GIVEN TEXT:
Cooper attempt to expand Medicaid draws federal lawsuit from state lawmakers

Legislative leaders call governors move unconstitutional, attempts to persuade Cooper have "fallen on deaf ears."

Eamon Queeney—The North State Journal
Legislators from left: Senate Pro-Tem Phil Berger

RALEIGH — Republican leaders of the North Carolina General House and Senate issued a joint statement announcing they intend to file a federal complaint Friday to stop Gov. Roy Cooper’s attempt to expand Medicaid via federally approved amendment to the State Medicaid Plan.

“Unlike others, this is the first time we will be plaintiffs in a lawsuit, and it is not a decision we’ve made lightly – but unfortunately our multiple attempts to amicably convince Gov. Cooper to follow the law have fallen on deaf ears,” read the statement from Senate Leader Phil Berger (R-Rockingham) and House Speaker Rep. Tim Moore (R-Kings Mountain).

The statement continued, “Cooper’s brazen decision to press on with his unconstitutional Obamacare expansion scheme and ignore the General Assembly’s constitutional role to make laws requires swift legal action. Today has raised even more serious questions about how closely Gov. Cooper and the Obama administration have coordinated to force an unconstitutional Obamacare expansion in the last few days of the president’s administration, with the governor offering a cabinet post to a senior Obama administration official leading the very organization tasked with reviewing his proposal.”

Legislative leaders have maintained that Cooper lacks the authority to unilaterally expand Medicaid eligibility thresholds with out approval of the General Assembly.

“This administration cannot take steps to increase Medicaid eligibility and the state constitution does not allow him to spend billions of state tax dollars to expand Obamacare without legislative approval,” stated a joint press release.

The lawmakers asked Congress and the federal Centers for Medicare and Medicaid Services (CMS) to disapprove the governor’s request.

Despite the imminent arrival of President-elect Trump to the White House, state Republicans pointed to recent statements from the outgoing secretary of President Obama’s Department of Health and Human Services Sylvia Burwell as a source of concern. Burwell said publicly that “North Carolina just announced its plans to expand” the entitlement program and added that her agency would expeditiously process the governor’s application.

DATA UNDER STUDY:
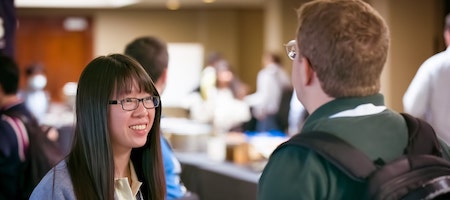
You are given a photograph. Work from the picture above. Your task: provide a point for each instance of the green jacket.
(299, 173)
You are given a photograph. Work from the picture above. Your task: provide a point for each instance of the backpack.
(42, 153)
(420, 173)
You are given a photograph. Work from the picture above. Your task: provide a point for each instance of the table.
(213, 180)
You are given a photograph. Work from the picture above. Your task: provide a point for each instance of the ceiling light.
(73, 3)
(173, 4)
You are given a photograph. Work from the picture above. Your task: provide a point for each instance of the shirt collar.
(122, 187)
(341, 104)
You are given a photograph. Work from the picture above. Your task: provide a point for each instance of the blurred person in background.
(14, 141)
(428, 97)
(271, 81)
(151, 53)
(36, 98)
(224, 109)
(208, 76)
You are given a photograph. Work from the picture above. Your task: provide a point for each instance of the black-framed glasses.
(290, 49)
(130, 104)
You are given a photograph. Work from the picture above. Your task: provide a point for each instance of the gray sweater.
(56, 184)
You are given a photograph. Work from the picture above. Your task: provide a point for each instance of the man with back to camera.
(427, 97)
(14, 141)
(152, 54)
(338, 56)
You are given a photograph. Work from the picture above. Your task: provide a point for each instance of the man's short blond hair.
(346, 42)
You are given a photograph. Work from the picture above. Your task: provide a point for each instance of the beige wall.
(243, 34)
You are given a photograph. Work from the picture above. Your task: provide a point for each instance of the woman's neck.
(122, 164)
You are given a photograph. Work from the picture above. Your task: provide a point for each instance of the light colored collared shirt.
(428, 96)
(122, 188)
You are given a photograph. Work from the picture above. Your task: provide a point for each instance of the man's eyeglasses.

...

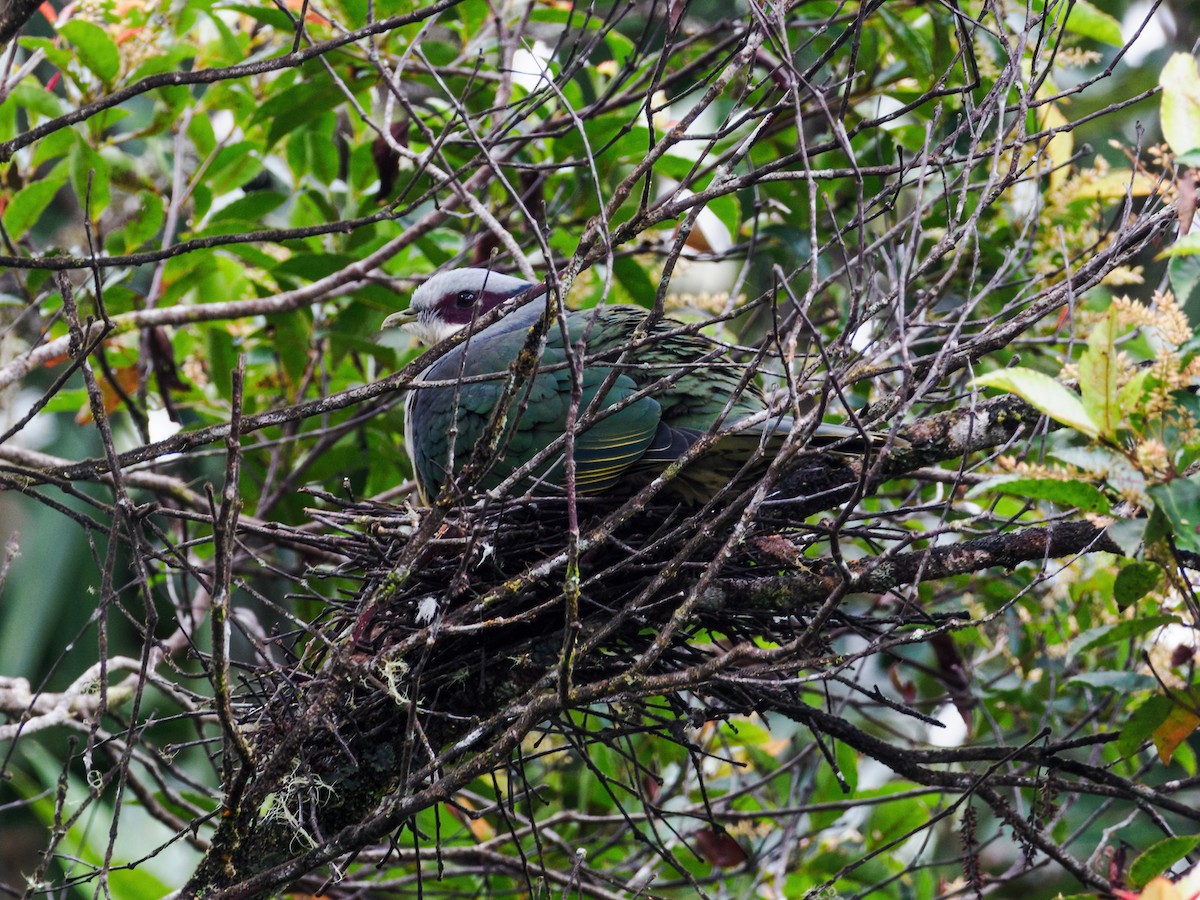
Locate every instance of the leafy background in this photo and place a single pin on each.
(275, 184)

YOUR TASK: Transcribe, word for word, the portion of the Medicaid lawsuit article that begins with the words containing "RALEIGH — Republican" and ends with "Moore (R-Kings Mountain).". The data has no connection to the article on the Medicaid lawsuit.

RESPONSE TO THE EXERCISE:
RALEIGH — Republican leaders of the North Carolina General House and Senate issued a joint statement announcing they intend to file a federal complaint Friday to stop Gov. Roy Cooper’s attempt to expand Medicaid via federally approved amendment to the State Medicaid Plan.

“Unlike others, this is the first time we will be plaintiffs in a lawsuit, and it is not a decision we’ve made lightly – but unfortunately our multiple attempts to amicably convince Gov. Cooper to follow the law have fallen on deaf ears,” read the statement from Senate Leader Phil Berger (R-Rockingham) and House Speaker Rep. Tim Moore (R-Kings Mountain).